• _Work required_
Reproduce every one of the records below word for word, omitting the pictures.

* Begin Records shown *

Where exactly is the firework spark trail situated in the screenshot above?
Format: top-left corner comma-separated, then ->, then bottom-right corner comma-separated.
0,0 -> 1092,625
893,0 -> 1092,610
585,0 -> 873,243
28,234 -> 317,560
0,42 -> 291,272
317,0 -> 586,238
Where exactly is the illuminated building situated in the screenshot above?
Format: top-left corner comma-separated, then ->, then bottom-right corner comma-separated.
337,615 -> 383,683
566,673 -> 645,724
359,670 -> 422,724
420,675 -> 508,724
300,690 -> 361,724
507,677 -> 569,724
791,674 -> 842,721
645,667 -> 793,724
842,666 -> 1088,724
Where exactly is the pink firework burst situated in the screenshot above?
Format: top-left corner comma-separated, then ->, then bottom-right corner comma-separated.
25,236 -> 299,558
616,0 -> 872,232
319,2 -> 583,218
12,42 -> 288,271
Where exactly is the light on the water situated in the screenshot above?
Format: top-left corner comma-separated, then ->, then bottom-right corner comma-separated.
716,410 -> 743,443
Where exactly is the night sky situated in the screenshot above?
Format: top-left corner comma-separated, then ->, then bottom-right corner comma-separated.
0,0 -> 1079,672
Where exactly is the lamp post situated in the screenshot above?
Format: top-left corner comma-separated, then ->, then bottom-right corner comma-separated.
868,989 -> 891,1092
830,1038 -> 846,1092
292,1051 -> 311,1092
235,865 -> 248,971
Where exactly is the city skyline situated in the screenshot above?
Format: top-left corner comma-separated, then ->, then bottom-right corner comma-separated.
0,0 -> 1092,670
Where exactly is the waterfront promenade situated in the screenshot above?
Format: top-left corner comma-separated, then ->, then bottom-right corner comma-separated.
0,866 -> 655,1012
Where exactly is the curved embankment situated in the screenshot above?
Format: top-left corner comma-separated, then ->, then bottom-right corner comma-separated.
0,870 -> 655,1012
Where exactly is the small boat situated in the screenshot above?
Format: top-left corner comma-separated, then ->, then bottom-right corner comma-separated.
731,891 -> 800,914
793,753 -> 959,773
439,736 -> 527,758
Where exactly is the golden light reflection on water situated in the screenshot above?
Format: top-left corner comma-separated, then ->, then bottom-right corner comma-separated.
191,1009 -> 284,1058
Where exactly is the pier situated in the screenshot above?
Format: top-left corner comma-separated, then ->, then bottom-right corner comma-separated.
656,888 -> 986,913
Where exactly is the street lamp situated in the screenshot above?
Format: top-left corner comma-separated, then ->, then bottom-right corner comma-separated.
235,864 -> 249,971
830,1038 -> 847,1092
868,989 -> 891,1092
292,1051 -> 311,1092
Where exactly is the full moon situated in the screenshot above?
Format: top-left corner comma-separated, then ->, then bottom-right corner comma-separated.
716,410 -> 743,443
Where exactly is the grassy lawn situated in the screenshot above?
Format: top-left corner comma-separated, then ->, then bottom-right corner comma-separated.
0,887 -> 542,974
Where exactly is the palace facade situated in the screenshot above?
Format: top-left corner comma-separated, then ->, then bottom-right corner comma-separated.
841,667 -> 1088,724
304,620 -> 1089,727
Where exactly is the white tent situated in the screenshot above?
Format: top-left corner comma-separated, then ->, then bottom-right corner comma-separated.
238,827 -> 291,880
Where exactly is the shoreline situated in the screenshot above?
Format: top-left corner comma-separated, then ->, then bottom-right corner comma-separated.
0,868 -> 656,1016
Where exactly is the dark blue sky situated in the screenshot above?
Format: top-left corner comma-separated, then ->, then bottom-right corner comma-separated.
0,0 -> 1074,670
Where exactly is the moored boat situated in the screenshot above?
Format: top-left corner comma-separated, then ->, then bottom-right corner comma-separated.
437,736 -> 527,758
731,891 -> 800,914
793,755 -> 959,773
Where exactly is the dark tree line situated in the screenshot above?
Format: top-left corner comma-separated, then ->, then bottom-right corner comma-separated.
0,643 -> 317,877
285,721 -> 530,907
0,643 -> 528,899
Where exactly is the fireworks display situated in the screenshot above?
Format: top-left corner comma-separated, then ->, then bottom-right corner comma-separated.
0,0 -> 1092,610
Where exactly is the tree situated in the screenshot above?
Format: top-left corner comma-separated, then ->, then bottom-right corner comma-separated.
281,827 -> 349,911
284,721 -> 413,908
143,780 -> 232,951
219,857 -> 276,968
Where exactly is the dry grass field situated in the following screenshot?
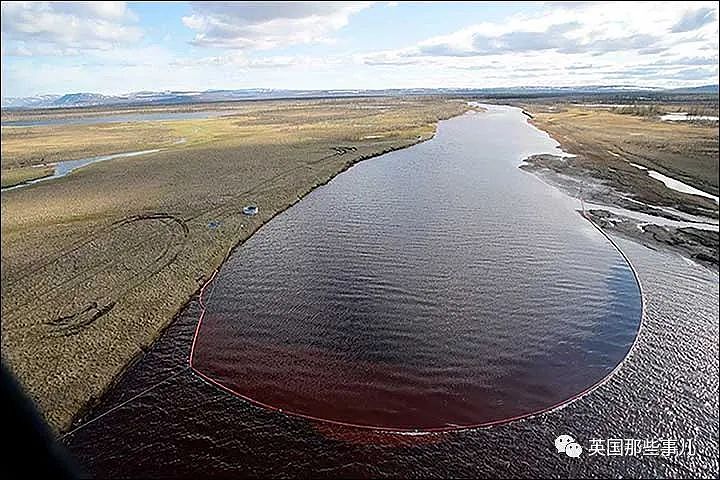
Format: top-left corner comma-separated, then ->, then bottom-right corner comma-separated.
2,98 -> 467,430
525,105 -> 718,216
0,165 -> 55,188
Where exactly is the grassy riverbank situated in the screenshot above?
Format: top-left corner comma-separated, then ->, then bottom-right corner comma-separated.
2,98 -> 467,430
521,104 -> 718,269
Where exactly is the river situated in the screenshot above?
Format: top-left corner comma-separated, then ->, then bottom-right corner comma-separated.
64,107 -> 718,476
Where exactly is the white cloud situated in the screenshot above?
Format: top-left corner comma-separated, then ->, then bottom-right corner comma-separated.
2,2 -> 142,56
182,2 -> 372,49
359,2 -> 718,85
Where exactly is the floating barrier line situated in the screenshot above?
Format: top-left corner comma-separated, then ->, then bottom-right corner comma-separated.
59,367 -> 190,440
188,216 -> 645,434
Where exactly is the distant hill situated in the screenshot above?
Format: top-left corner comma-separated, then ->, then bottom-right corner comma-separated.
2,85 -> 718,109
668,85 -> 720,95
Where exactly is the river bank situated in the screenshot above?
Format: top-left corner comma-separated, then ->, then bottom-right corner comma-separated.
2,99 -> 468,431
520,105 -> 719,270
59,107 -> 718,478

* End Records shown *

• _Expected output_
Where exactly is the firework spark trail situated in the screenshot above?
Format: top-left corner comma-separated, then ->, then bottom-right corner comma-separated.
0,0 -> 1092,625
893,0 -> 1092,610
585,0 -> 873,243
28,234 -> 317,560
0,42 -> 291,272
317,0 -> 586,238
Where exactly is the illuminated building situated in the screenshot above?
Format: top-left corner comma-separated, then ->, then bottom-right corner comma-separated.
337,615 -> 383,683
566,673 -> 645,724
359,670 -> 422,724
420,675 -> 508,724
300,690 -> 361,724
507,677 -> 569,724
791,674 -> 842,721
645,667 -> 793,724
842,666 -> 1088,724
Where exactly is the pink firework burst situated in the screenshot above?
Format: top-left corner comma-separated, then ->, then bottom-right corner comma-separated.
25,236 -> 299,558
616,0 -> 872,232
319,2 -> 583,218
12,42 -> 288,271
Where exactly is the light on the water situated in the screenshot above?
Format: top-left corner comma-separated, then ->, then bottom-right corner comma-separated.
716,410 -> 743,443
Where exactly is the night sky situated in the screenshot above?
Format: top-left corner comma-separated, then ->, then bottom-right corner comma-separated.
0,0 -> 1079,672
Where exactly is the lamp post situated in the screenshot above?
Format: top-left corner comma-separated, then ->, then bottom-right corner comma-separated.
868,989 -> 891,1092
830,1038 -> 846,1092
292,1051 -> 311,1092
235,865 -> 248,971
Where exactly is the city skyline situated in the screenshot above?
Format: top-left corner comma-separated, then ->, then bottom-right corner comma-separated.
0,0 -> 1092,670
Where exactly is the waterfront promenade situated in the screenshot above?
Format: top-left corner comma-separated, then ->, then bottom-right corner comma-separated.
0,866 -> 655,1012
Where exactly is the curved embankment situated in the screenshot above?
Format: top-left corner comma-separated, then ->, then bottom-right corner comma-separated.
0,870 -> 655,1012
Where exactly is the small boat situated in the screenshot above?
Format: top-left corner comma-separated, then ->, then bottom-right corner comma-separated.
731,891 -> 800,914
793,753 -> 959,773
439,736 -> 527,758
Where exactly is the golden light reflection on water situated in the screenshot above?
Format: top-left corner comma-separated, then ->, then bottom-right corner comma-separated.
191,1009 -> 284,1058
Where exactly is the pier situated in the screenshot above?
Format: top-left corner comma-separated, then ->, then bottom-right corner comma-separated.
656,888 -> 986,913
Where exactly is the street lamp situated in the screenshot above?
Format: top-left corner comma-separated, then ->, then bottom-right corner comma-separated.
235,864 -> 249,971
830,1038 -> 847,1092
868,989 -> 891,1092
292,1051 -> 311,1092
Where exactly is the full moon situated in the screenshot above?
Format: top-left corner comma-separated, then ->, then bottom-right corner comma-separated.
716,410 -> 743,443
Where exactly is the grassy lawn situated in the screenshot above?
Format: top-left corner comma-separated, then ->, then bottom-right corner comma-separated.
0,887 -> 542,974
Where exactly is the palace facade situated in the screenshot above?
Format: top-left corner comma-separated, then ->, then bottom-right corner comma-separated.
841,667 -> 1088,724
304,620 -> 1089,727
Where exactly is the white tent situated in the screenshot above?
Format: top-left corner comma-separated, then ->, then bottom-right corner comma-separated.
238,827 -> 291,880
Where exactly is the shoreline situated in the screenshot above?
Format: top-left corner comma-separated, then ->, then bottom-right corner comma-separated.
0,868 -> 656,1016
Where exactly is the dark blue sky situated in the screenshot above?
Format: top-left corner comma-separated, then ->, then bottom-right corner comma-separated.
0,0 -> 1074,670
Where exactly is the moored boat situated in the screenshot above?
Format: top-left corner comma-separated, then ->, then bottom-right corner comma-separated.
437,736 -> 527,758
731,891 -> 800,914
793,755 -> 959,773
Where exactly is the dark tree line situated in the screenshot above?
Format: top-left corner comma-separated, then ->, then bottom-right corner comma-separated.
0,643 -> 317,877
285,721 -> 530,907
0,643 -> 528,899
Where exactly is the fireworks display situated in the screenshot above?
Format: top-left corner comma-separated, then ->, then bottom-right corner comma-separated.
0,0 -> 1092,610
Where exactly is the tree situated in the screenshot above?
Format: top-left corner comma-separated, then ->, then bottom-right corner comma-separated.
281,827 -> 349,911
284,721 -> 413,908
143,780 -> 232,951
219,857 -> 276,968
Where exactly is the dry grass field situated in the following screenshot?
Format: top-left corner comma-separated, then ->, then bottom-right corner comma-separated.
2,98 -> 467,430
525,105 -> 718,216
0,165 -> 55,188
Where exactly is the grassy riverbank situated in the screenshot above?
Format: top-left corner comma-separated, then ->, then bottom-right corner comma-separated.
2,98 -> 467,430
521,104 -> 718,269
Where exactly is the river situated in the screenshot above?
Format: top-left corner comma-separated, then ->, then bottom-right corner comma-separated.
64,107 -> 718,476
Where exactly is the white cloud situated in the screenshot above?
Format: top-left corner comma-separated, then ->, then bottom-right corner comma-separated.
2,2 -> 142,56
182,2 -> 372,49
359,2 -> 718,85
Where exactly is the floating barrier line situated in the screenshot above?
Format: top-left corner comma-separated, then ->, then bottom-right corner comma-separated.
59,367 -> 190,440
188,216 -> 645,434
Where exactly is the distant hill situated in the screenshot above?
Format: top-left corner comma-separated, then ->, then bottom-right corner comma-separated.
2,85 -> 718,109
668,85 -> 720,95
Where exactly is the river bank situated in the screenshot above?
Format: top-left corner comma-separated, then ->, then bottom-right corner comma-separated.
2,99 -> 468,431
520,105 -> 719,270
59,107 -> 718,478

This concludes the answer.